Aufgabe a:
Schreib den Text über die abgesackte Kaikante im Flensburger Hafen vollständig und wortgetreu ab.

Absacker Kaikante

Planungen und Neubau können frühestens 2025 beginnen / Kostenfrage weiter offen

 

Der Flensburger Hafen sei so etwas wie das „Wohnzimmer der Stadt“ meinte Claudia Thakla Zehrfeld im Planungsausschuss. Und in diesem Wohnzimmer dürfte es in den nächsten Jahren ziemlich ungemütlich werden. Denn weder die Fachbereichsleiterin Stadtplanung noch die Gutachter vom Ingenieurbüro WKC Hamburg konnten Hoffnung machen, dass die Hafenpromenade an der Schiffbrücke, die am 23. November bei extremem Niedrigwasser teilweise um einen halben Meter abgesackt war, schnell wieder hergestellt werden kann. Nachdem die Experten aus Hamburg die Spundwände und Pfähle mittels Sidescan-Technologie und Tauchern untersucht hatten, ist klar, dass das aus dem Jahre 1954 stammende Bauwerk schon länger komplett marode war und der Abbruch der Kaikante nicht unbedingt eine Folge der Jahrhundertsturmflut vom 20.und 21.Oktober war. Trotz einer theoretischen Nutzungsdauer von 80 bis 100 Jahren hätten die Stahlpfähle, auf denen die Kaikante ruhte, das Ende ihrer Lebenszeit erreicht, erläuterte Karsten Holste von WKC. „Wir sprechen von einem Ersatz, nicht Sanierung“, stellte er klar.

Aufgabe b:
Stell die Zeilen der Einträge vom Anfang bis einschließlich der Zeile mit „115L159 116L159 118L173“ als Markdown-Tabelle mit den Spalten „Nummer“ und „Zeile“ dar. Leere Zeilen und Bilder kommen nicht in die Tabelle.

Vorliegende Einträge:

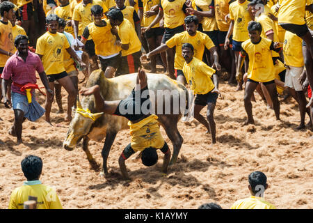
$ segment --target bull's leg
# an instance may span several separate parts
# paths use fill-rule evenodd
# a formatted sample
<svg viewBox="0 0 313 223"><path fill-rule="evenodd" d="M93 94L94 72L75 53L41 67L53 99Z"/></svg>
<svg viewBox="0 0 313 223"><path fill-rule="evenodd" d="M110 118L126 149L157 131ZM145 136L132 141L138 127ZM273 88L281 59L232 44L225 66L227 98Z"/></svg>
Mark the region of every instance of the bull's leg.
<svg viewBox="0 0 313 223"><path fill-rule="evenodd" d="M171 115L159 116L159 118L173 145L173 153L170 161L170 165L171 165L176 162L182 144L184 141L184 139L180 135L177 128L177 123L179 117L178 115Z"/></svg>
<svg viewBox="0 0 313 223"><path fill-rule="evenodd" d="M100 175L102 176L109 174L107 167L109 153L110 153L111 147L112 146L114 139L115 139L117 133L118 132L106 132L104 146L103 146L102 151L101 153L103 159L102 170L100 173Z"/></svg>
<svg viewBox="0 0 313 223"><path fill-rule="evenodd" d="M91 155L88 149L89 140L90 140L89 138L87 137L84 137L83 138L83 150L87 155L87 159L88 159L89 162L92 163L95 162L95 160L93 159L93 155Z"/></svg>

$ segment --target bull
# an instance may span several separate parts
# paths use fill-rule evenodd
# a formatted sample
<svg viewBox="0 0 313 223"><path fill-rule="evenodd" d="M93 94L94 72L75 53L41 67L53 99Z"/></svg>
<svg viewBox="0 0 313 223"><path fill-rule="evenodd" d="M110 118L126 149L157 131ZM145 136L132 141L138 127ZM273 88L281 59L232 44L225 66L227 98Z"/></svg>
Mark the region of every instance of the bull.
<svg viewBox="0 0 313 223"><path fill-rule="evenodd" d="M98 84L105 100L120 100L130 94L135 85L136 76L137 73L133 73L106 79L103 71L97 70L89 77L86 87ZM155 109L154 114L158 115L159 121L173 145L173 153L170 162L170 164L172 164L177 161L184 141L178 131L177 123L187 111L185 109L188 104L188 93L183 84L165 75L147 73L147 76L152 107ZM159 90L166 93L160 94ZM177 100L180 102L179 104L175 104ZM102 151L103 165L100 173L104 175L108 174L107 160L111 147L117 133L121 130L129 128L128 120L122 116L97 113L95 105L93 95L83 96L81 102L77 100L77 109L85 111L85 113L76 112L70 123L63 148L72 151L83 139L83 150L86 153L88 161L93 164L95 162L88 150L88 141L93 139L99 142L105 137ZM160 106L162 106L161 109ZM169 107L171 108L170 112L168 112ZM179 109L177 109L177 107Z"/></svg>

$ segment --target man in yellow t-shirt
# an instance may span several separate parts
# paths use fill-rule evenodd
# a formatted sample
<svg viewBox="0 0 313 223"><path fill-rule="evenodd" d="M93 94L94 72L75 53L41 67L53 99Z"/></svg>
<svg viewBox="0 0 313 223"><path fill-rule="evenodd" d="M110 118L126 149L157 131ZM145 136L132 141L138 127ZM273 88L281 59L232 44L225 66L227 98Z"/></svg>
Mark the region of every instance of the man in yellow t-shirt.
<svg viewBox="0 0 313 223"><path fill-rule="evenodd" d="M103 8L104 13L108 10L102 0L82 0L82 1L75 6L73 13L72 20L74 21L74 34L76 39L79 39L83 32L89 24L92 23L91 7L95 5L99 5ZM87 40L85 44L84 50L88 53L90 61L90 73L99 69L97 56L95 52L95 43L91 39Z"/></svg>
<svg viewBox="0 0 313 223"><path fill-rule="evenodd" d="M123 13L118 8L111 10L108 13L110 23L117 26L117 33L120 40L117 43L122 48L121 63L115 76L131 74L141 67L141 42L138 38L135 29L129 21L124 19Z"/></svg>
<svg viewBox="0 0 313 223"><path fill-rule="evenodd" d="M186 0L161 0L158 15L147 27L145 32L148 31L164 17L165 32L161 43L165 43L174 35L184 31L184 20L186 17ZM175 79L174 56L174 48L166 50L168 70L170 77L172 79Z"/></svg>
<svg viewBox="0 0 313 223"><path fill-rule="evenodd" d="M42 170L42 159L27 155L22 160L21 166L27 181L12 192L8 209L24 209L24 203L29 199L29 196L37 199L36 209L63 209L55 190L39 180Z"/></svg>
<svg viewBox="0 0 313 223"><path fill-rule="evenodd" d="M67 33L71 33L73 36L74 36L74 29L73 26L72 25L72 17L73 15L73 13L71 10L70 1L58 0L58 2L60 3L60 6L54 9L54 13L60 18L63 19L66 21L66 26L64 31Z"/></svg>
<svg viewBox="0 0 313 223"><path fill-rule="evenodd" d="M95 43L95 54L99 57L101 68L106 78L113 77L121 61L121 47L116 45L116 36L112 34L112 26L109 20L102 20L103 8L99 5L91 7L93 23L89 24L81 35L85 44L90 38Z"/></svg>
<svg viewBox="0 0 313 223"><path fill-rule="evenodd" d="M85 64L70 47L65 36L57 32L58 20L58 17L55 14L51 14L47 17L46 24L48 31L40 36L37 41L36 54L42 61L50 89L54 91L54 81L58 80L67 91L67 116L65 120L70 121L72 120L72 107L74 105L77 92L64 67L64 51L66 50L81 66L85 66ZM49 123L51 123L50 112L52 102L53 98L46 98L45 105L45 120Z"/></svg>
<svg viewBox="0 0 313 223"><path fill-rule="evenodd" d="M97 111L123 116L129 121L128 125L131 136L131 143L126 146L118 159L124 178L129 178L125 165L126 160L136 152L142 151L143 164L147 167L152 166L158 161L156 149L160 149L164 153L162 172L166 174L170 150L161 134L158 116L150 113L151 102L149 99L147 75L144 70L138 69L135 87L131 93L122 100L110 101L108 103L103 100L98 85L83 89L79 93L83 95L93 94ZM144 105L149 105L145 107Z"/></svg>
<svg viewBox="0 0 313 223"><path fill-rule="evenodd" d="M230 209L276 209L271 203L264 199L264 192L268 188L267 177L261 171L254 171L249 174L248 182L251 197L236 201Z"/></svg>
<svg viewBox="0 0 313 223"><path fill-rule="evenodd" d="M182 55L185 59L183 72L188 84L195 94L194 117L211 132L212 144L216 143L214 109L218 97L218 77L212 69L198 59L193 57L194 48L190 43L184 43ZM213 78L213 82L211 80ZM201 110L207 105L207 118L200 114Z"/></svg>
<svg viewBox="0 0 313 223"><path fill-rule="evenodd" d="M296 34L286 31L284 41L284 59L287 67L284 86L289 88L291 96L299 104L300 121L297 130L305 128L305 112L310 116L309 109L305 108L307 100L300 83L300 76L305 72L302 52L302 40Z"/></svg>
<svg viewBox="0 0 313 223"><path fill-rule="evenodd" d="M249 38L247 27L251 21L250 8L247 0L237 0L230 4L230 26L224 44L225 49L228 49L230 36L232 36L232 50L235 54L236 69L242 43ZM246 61L245 71L248 71L248 59ZM237 91L242 89L242 82L238 82Z"/></svg>
<svg viewBox="0 0 313 223"><path fill-rule="evenodd" d="M275 115L280 120L280 102L277 96L275 84L275 70L272 59L271 50L279 52L279 43L261 37L262 26L259 22L251 21L248 26L250 39L241 45L241 51L238 60L237 74L236 76L241 80L242 74L241 69L246 56L249 56L249 68L248 81L245 89L244 104L248 121L244 125L254 124L252 112L251 96L259 82L266 87L273 102Z"/></svg>
<svg viewBox="0 0 313 223"><path fill-rule="evenodd" d="M184 22L187 29L186 31L175 35L170 39L167 40L165 44L162 44L156 49L143 55L141 59L143 60L150 58L154 54L157 54L169 48L174 48L175 47L176 53L174 67L175 68L176 78L178 82L183 84L186 84L185 77L182 72L182 68L185 60L182 55L182 46L185 43L191 43L194 46L195 57L200 60L202 60L202 59L205 47L210 51L211 56L213 56L212 57L214 58L214 62L212 67L218 70L220 70L216 47L207 35L197 31L199 24L198 17L195 15L188 15L185 18Z"/></svg>

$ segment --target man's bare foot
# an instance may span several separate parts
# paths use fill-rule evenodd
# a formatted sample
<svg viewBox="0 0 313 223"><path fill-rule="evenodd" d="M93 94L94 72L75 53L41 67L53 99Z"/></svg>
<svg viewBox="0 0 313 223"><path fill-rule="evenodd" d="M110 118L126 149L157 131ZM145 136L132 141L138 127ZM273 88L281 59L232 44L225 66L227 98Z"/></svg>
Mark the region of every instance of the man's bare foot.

Endergebnis a:
Absacker Kaikante

Planungen und Neubau können frühestens 2025 beginnen / Kostenfrage weiter offen

 

Der Flensburger Hafen sei so etwas wie das „Wohnzimmer der Stadt“ meinte Claudia Thakla Zehrfeld im Planungsausschuss. Und in diesem Wohnzimmer dürfte es in den nächsten Jahren ziemlich ungemütlich werden. Denn weder die Fachbereichsleiterin Stadtplanung noch die Gutachter vom Ingenieurbüro WKC Hamburg konnten Hoffnung machen, dass die Hafenpromenade an der Schiffbrücke, die am 23. November bei extremem Niedrigwasser teilweise um einen halben Meter abgesackt war, schnell wieder hergestellt werden kann. Nachdem die Experten aus Hamburg die Spundwände und Pfähle mittels Sidescan-Technologie und Tauchern untersucht hatten, ist klar, dass das aus dem Jahre 1954 stammende Bauwerk schon länger komplett marode war und der Abbruch der Kaikante nicht unbedingt eine Folge der Jahrhundertsturmflut vom 20.und 21.Oktober war. Trotz einer theoretischen Nutzungsdauer von 80 bis 100 Jahren hätten die Stahlpfähle, auf denen die Kaikante ruhte, das Ende ihrer Lebenszeit erreicht, erläuterte Karsten Holste von WKC. „Wir sprechen von einem Ersatz, nicht Sanierung“, stellte er klar.

Endergebnis b:
| Nummer | Zeile |
|---|---|
| 1 | $ segment --target bull's leg |
| 2 | # an instance may span several separate parts |
| 3 | # paths use fill-rule evenodd |
| 4 | # a formatted sample |
| 5 | <svg viewBox="0 0 313 223"><path fill-rule="evenodd" d="M93 94L94 72L75 53L41 67L53 99Z"/></svg> |
| 6 | <svg viewBox="0 0 313 223"><path fill-rule="evenodd" d="M110 118L126 149L157 131ZM145 136L132 141L138 127ZM273 88L281 59L232 44L225 66L227 98Z"/></svg> |
| 7 | Mark the region of every instance of the bull's leg. |
| 8 | <svg viewBox="0 0 313 223"><path fill-rule="evenodd" d="M171 115L159 116L159 118L173 145L173 153L170 161L170 165L171 165L176 162L182 144L184 141L184 139L180 135L177 128L177 123L179 117L178 115Z"/></svg> |